PROBLEM STATEMENT - Scan the listing for "distant" and copy out each line that has it.

───── DATA ─────

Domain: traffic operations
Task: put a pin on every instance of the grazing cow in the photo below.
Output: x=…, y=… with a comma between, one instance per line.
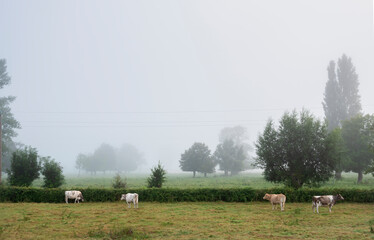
x=77, y=195
x=327, y=200
x=131, y=197
x=276, y=198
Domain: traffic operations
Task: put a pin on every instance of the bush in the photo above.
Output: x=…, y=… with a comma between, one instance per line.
x=54, y=195
x=157, y=177
x=52, y=172
x=24, y=167
x=118, y=182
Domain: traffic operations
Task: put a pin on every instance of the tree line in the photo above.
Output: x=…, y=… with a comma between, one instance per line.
x=301, y=149
x=231, y=154
x=107, y=158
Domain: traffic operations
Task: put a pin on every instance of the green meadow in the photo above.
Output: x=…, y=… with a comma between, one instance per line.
x=198, y=220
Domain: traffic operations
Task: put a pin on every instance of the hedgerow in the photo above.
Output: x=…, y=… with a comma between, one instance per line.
x=56, y=195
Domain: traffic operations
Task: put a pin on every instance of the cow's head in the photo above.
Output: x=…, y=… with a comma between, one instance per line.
x=266, y=197
x=80, y=197
x=339, y=197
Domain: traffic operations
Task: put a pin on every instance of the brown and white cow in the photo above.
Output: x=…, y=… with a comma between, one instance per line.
x=76, y=195
x=275, y=199
x=131, y=197
x=326, y=200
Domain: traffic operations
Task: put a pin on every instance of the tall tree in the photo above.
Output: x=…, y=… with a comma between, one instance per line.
x=341, y=97
x=9, y=123
x=230, y=157
x=197, y=159
x=300, y=151
x=358, y=138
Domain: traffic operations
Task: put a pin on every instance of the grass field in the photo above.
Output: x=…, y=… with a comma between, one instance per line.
x=201, y=220
x=184, y=180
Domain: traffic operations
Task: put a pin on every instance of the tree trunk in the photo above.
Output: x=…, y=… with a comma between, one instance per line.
x=338, y=175
x=360, y=177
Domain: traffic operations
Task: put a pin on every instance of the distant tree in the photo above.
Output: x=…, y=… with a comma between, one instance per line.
x=230, y=157
x=9, y=123
x=52, y=171
x=157, y=177
x=358, y=137
x=118, y=182
x=128, y=158
x=24, y=167
x=299, y=152
x=80, y=162
x=341, y=98
x=239, y=135
x=197, y=159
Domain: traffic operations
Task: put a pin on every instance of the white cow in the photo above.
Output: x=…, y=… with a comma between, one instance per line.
x=77, y=195
x=131, y=197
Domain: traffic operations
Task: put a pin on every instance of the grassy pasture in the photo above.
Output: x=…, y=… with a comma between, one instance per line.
x=200, y=220
x=185, y=180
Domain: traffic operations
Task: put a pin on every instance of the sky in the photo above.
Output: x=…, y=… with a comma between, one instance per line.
x=162, y=75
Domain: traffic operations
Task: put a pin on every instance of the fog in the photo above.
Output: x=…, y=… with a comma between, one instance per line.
x=161, y=75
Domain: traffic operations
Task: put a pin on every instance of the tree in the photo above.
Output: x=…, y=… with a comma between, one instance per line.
x=197, y=159
x=157, y=177
x=230, y=157
x=300, y=151
x=341, y=98
x=128, y=158
x=239, y=135
x=52, y=171
x=24, y=167
x=118, y=182
x=358, y=137
x=9, y=123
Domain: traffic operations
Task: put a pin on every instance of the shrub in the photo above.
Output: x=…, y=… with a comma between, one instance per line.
x=52, y=172
x=24, y=167
x=157, y=177
x=118, y=182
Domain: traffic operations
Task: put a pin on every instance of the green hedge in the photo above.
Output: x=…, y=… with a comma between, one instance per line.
x=22, y=194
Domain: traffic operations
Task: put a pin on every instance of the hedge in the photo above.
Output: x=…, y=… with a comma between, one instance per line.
x=56, y=195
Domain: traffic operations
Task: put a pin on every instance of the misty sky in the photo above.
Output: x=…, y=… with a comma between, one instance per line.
x=162, y=75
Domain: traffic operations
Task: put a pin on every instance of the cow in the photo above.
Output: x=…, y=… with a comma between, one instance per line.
x=326, y=200
x=276, y=198
x=131, y=197
x=76, y=195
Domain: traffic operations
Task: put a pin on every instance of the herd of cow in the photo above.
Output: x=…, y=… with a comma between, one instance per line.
x=317, y=201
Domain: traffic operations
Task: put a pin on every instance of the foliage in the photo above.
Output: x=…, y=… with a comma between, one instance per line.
x=24, y=167
x=157, y=177
x=56, y=195
x=9, y=123
x=299, y=152
x=358, y=138
x=341, y=97
x=230, y=157
x=118, y=182
x=239, y=135
x=52, y=172
x=197, y=159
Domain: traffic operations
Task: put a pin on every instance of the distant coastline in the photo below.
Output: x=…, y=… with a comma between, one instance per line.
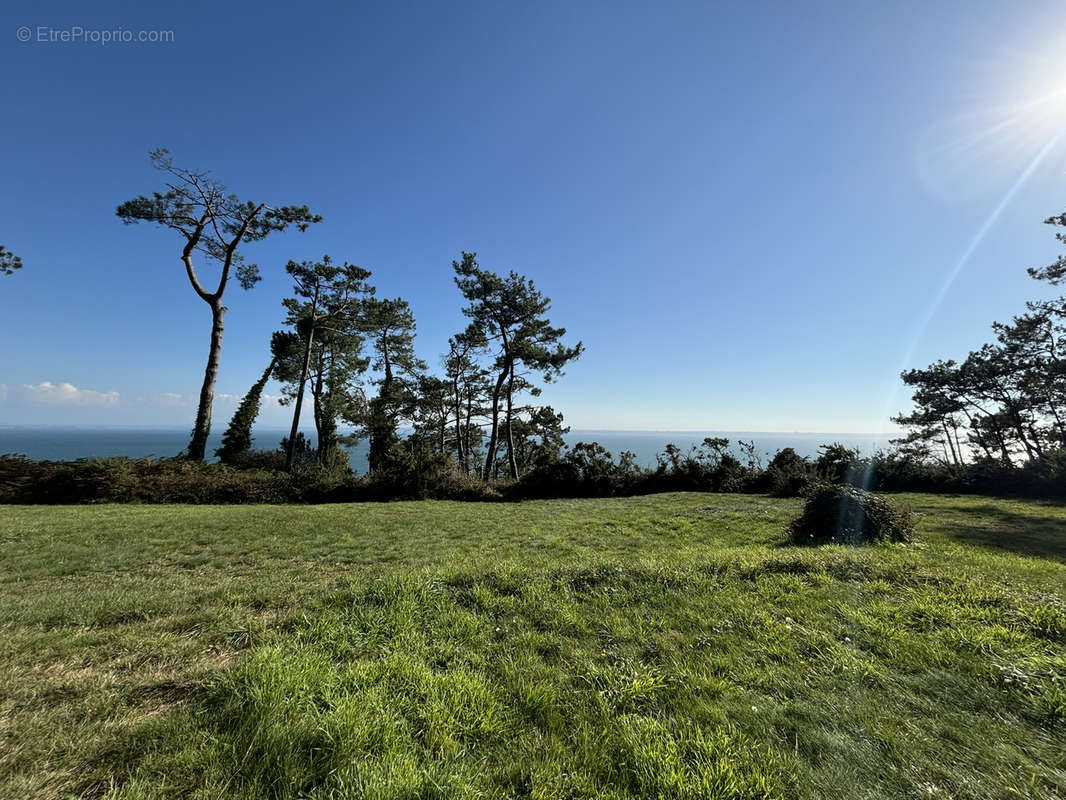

─────

PROBLEM SOLUTION -
Task: put a pin on every instance of the distant tree in the photo above.
Task: put a pin on every instance of the distant coastline in the photo below.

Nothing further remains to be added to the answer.